**DIRECTION:** Rewrite the stretch of lines from the one containing "Put a marker on every instance of the wrist, one" through the one containing "Target: wrist", swapping "wrist" for "elbow" and changing nothing else. Give only those lines.

**SUPPLIED ENTRIES:**
## Begin

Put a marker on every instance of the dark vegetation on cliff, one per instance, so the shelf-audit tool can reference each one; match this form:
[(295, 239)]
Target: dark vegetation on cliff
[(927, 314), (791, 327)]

## End
## Begin

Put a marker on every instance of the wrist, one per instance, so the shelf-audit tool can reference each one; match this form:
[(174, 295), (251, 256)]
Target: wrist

## End

**REPLY TO THE TASK:**
Put a marker on every instance of the elbow, one per instance, so the shelf-audit tool can reference each one; match this form:
[(174, 295), (251, 256)]
Target: elbow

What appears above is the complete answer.